Requisitos do exercício
Extraia do trecho sobre psicanálise e genética a passagem entre "Nessa vertente, e" e "Ciência pede Análise.", inclusive, sem alterar nenhuma palavra.

Trecho fornecido
<<<<
Por seu lado, a cientista brasileira Mayana Zatz, titular de Genética da Universidade de São Paulo, afirma que a facilidade em se obter o genoma pessoal, a cada esquina, está perto de ser verdade, o que ocasionará, em vez de certezas, um possível congestionamento nos consultórios dos psicanalistas, dada a imensa ansiedade que será gerada pela massa de informação sem sentido definido.

Não nos cabe a cruzada anticientífica. A incompletude humana não necessita de defensores, ela se impõe por si só e cabe aos analistas saberem estar no seu tempo, recolhendo os efeitos das novas sombras criadas pela forte luz dos avanços científicos. O que melhor para isso senão a clínica do Real, de Jacques Lacan?

Nessa vertente, e há seis anos dirigindo uma clínica de psicanálise, no mais influente centro de pesquisas genéticas da América Latina, passo a dividir com vocês algumas questões sobre as novas subjetividades, que põem em cheque todas as respostas anteriores, jurídicas, éticas, médicas e similares. Contarei dois casos, omitindo propositalmente a conduta que adotamos em cada um, para que vocês melhor participem dessas decisões difíceis e atuais. Extraio esses exemplos de minha prática na Clínica de Psicanálise do Centro do Genoma Humano da USP. Esses casos foram relatados de forma diversa, pela já citada Mayana Zatz, em livro recente: genÉTICA. São situações nas quais a Ciência pede Análise.
>>>>
Material apresentado
<<<<
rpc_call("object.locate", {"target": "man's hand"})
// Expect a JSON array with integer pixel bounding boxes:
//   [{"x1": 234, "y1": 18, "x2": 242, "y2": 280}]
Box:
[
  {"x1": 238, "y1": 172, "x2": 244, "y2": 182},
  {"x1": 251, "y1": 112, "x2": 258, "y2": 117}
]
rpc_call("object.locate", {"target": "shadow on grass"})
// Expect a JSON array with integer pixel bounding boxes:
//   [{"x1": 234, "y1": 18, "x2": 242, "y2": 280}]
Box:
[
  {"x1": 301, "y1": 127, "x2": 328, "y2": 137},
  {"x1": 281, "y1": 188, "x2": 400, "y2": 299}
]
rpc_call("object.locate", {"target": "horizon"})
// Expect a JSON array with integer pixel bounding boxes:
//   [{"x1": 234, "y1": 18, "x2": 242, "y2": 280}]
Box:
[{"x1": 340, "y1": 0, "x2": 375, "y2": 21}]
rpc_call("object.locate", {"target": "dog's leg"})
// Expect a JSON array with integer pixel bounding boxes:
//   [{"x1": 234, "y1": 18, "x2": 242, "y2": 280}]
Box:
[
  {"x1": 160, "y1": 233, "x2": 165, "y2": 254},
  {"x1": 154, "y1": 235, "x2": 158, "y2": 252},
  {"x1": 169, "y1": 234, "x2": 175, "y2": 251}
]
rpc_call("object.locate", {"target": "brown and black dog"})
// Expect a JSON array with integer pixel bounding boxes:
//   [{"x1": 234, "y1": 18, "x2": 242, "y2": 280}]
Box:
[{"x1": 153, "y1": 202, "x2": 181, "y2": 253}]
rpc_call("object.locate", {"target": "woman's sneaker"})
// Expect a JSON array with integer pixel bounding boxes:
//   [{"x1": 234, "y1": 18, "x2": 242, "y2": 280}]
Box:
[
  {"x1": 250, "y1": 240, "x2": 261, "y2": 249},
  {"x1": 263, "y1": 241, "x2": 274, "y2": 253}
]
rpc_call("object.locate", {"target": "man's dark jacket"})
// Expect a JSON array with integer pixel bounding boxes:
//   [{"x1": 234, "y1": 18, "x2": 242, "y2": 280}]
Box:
>>>>
Tarefa concluída
Nessa vertente, e há seis anos dirigindo uma clínica de psicanálise, no mais influente centro de pesquisas genéticas da América Latina, passo a dividir com vocês algumas questões sobre as novas subjetividades, que põem em cheque todas as respostas anteriores, jurídicas, éticas, médicas e similares. Contarei dois casos, omitindo propositalmente a conduta que adotamos em cada um, para que vocês melhor participem dessas decisões difíceis e atuais. Extraio esses exemplos de minha prática na Clínica de Psicanálise do Centro do Genoma Humano da USP. Esses casos foram relatados de forma diversa, pela já citada Mayana Zatz, em livro recente: genÉTICA. São situações nas quais a Ciência pede Análise.